Problems to solve:
• a. In the case summary, what amount of costs was awarded when the claim was dismissed?
• b. Reproduce the stretch of the case summary from "By obtaining the" through "in both instances." word for word.

Text provided:

· · · · ·

Jones & Ryan Campbell v Fannon was a bogus passenger case which saw us defend two personal injury claims, the basis being that the Claimants' van was empty at the time of the contact.

Background

It was the Claimants' case that their van was parked in a car park when the Insured Driver sought to pull into an adjacent space, and in the process of parking, contact occurred.

Whilst she admitted making contact with the Claimant's vehicle, the Insured Driver remained adamant that it was empty at the time and that the Claimants approached across the car park following the incident. Her account was supported by her brother who was a passenger.

The claims were initially defended almost purely on the evidence of the Insured driver and her passenger that the Claimant's van was empty at the time of the contact.

As we investigated further the strength of the case increased - particularly when we discovered that both of the Claimants had made almost identical claims a few months earlier, during which concerns were also raised in relation to occupancy.

By obtaining the medical reports for the previous accident we discovered that the Claimants were examined by the same expert on the same day for both the index and the previous accident, and they had reported the same injuries, with one of the Claimants going as far as to describe hitting his wrist on the dashboard in both instances.

Outcome

This information combined with the fact that neither of the parties had sought any medical attention, had not mentioned the incident when they had attended the GP and that it had been confirmed in an accident questionnaire at the time, that there were no injuries, gave us high levels of confidence.

On this basis we felt that this was a strong enough case to take to trial even in the face of a large adverse costs risk given the age of the case.

On the day of trial, the District Judge found that the discrepancies in the Claimants' cases and lack of medical attention led him to the conclusion that the personal injuries were not only insignificant but false.

On this basis the claim was dismissed and costs awarded on the indemnity basis in the sum of £15513.04

Lesson Learned

This case highlights the importance of obtaining the medical evidence from previous accidents, as in this case, the silver bullet proved to be their inability to explain why they had given the same account of injuries for two separate accidents.

· · · · ·

Listed records:
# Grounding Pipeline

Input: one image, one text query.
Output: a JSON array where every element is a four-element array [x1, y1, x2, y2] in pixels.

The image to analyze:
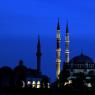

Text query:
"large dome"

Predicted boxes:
[[70, 54, 94, 64]]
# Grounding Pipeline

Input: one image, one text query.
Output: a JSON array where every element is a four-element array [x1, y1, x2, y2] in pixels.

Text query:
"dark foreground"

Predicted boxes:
[[0, 88, 95, 95]]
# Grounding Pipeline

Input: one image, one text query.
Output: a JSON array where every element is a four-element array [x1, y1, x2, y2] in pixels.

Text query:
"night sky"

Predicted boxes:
[[0, 0, 95, 80]]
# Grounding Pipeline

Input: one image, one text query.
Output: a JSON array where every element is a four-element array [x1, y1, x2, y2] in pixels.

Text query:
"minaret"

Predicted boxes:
[[36, 35, 42, 73], [65, 24, 70, 63], [56, 20, 61, 79]]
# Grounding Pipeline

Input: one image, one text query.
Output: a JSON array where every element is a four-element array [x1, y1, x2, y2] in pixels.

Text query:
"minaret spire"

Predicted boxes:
[[65, 23, 70, 63], [56, 19, 61, 79], [36, 34, 42, 73]]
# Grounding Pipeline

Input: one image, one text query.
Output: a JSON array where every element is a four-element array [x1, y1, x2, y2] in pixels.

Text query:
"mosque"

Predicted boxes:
[[56, 21, 95, 88], [0, 20, 95, 89]]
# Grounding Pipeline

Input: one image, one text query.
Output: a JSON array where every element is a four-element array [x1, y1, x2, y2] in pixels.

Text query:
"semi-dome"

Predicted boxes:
[[70, 54, 94, 64]]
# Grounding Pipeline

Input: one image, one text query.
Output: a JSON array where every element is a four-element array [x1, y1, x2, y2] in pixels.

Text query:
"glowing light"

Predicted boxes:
[[32, 81, 36, 88], [22, 80, 25, 88], [64, 80, 72, 86], [27, 81, 31, 85], [47, 83, 50, 88], [37, 81, 41, 88], [87, 83, 92, 88]]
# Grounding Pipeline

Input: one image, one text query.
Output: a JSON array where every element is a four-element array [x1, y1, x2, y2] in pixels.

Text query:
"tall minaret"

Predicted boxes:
[[36, 35, 42, 73], [65, 24, 70, 63], [56, 19, 61, 79]]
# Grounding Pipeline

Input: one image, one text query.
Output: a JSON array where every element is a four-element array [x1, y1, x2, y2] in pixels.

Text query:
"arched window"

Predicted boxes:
[[32, 81, 36, 88], [37, 81, 41, 88]]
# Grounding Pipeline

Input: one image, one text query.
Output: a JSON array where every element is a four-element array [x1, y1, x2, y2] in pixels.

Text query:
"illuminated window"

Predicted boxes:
[[22, 80, 25, 88], [32, 81, 36, 88], [47, 83, 50, 88], [27, 81, 32, 86], [37, 81, 41, 88]]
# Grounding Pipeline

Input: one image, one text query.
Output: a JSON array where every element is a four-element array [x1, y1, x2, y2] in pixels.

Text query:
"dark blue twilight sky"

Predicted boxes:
[[0, 0, 95, 80]]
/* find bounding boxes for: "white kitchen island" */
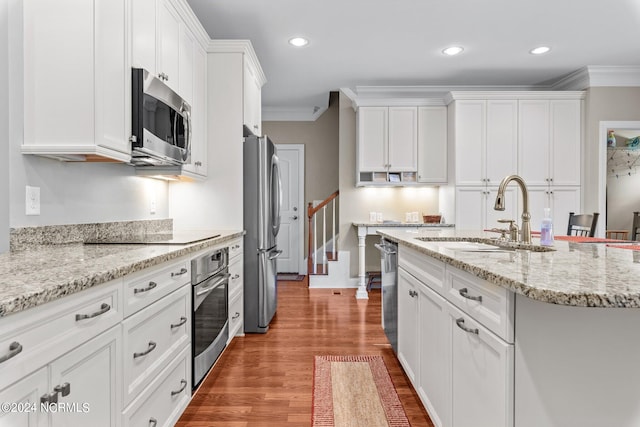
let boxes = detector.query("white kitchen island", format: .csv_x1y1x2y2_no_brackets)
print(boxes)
379,230,640,427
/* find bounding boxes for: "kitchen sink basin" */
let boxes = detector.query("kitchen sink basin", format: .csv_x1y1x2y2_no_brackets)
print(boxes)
416,237,554,252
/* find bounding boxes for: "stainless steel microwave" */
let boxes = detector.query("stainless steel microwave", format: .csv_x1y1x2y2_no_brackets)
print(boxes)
131,68,191,166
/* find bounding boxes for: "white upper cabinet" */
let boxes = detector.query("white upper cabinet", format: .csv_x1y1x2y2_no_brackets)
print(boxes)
22,0,131,161
518,100,581,185
387,107,418,172
454,100,518,185
358,107,389,172
418,106,447,184
242,61,262,135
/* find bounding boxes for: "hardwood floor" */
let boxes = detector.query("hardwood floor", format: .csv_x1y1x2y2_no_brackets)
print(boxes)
176,280,433,427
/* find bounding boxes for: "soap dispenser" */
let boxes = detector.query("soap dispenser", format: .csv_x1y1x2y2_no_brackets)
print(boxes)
540,208,553,246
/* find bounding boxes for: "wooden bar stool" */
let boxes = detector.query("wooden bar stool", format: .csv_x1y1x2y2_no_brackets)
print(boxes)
605,230,629,240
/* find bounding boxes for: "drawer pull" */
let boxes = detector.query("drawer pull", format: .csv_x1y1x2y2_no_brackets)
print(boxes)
456,317,479,335
76,303,111,322
133,341,157,359
458,288,482,302
133,280,157,295
171,316,187,329
171,380,187,397
171,267,188,277
0,341,22,363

· · · · ·

Solved problems:
• a. £15513.04, on the indemnity basis.

• b.
By obtaining the medical reports for the previous accident we discovered that the Claimants were examined by the same expert on the same day for both the index and the previous accident, and they had reported the same injuries, with one of the Claimants going as far as to describe hitting his wrist on the dashboard in both instances.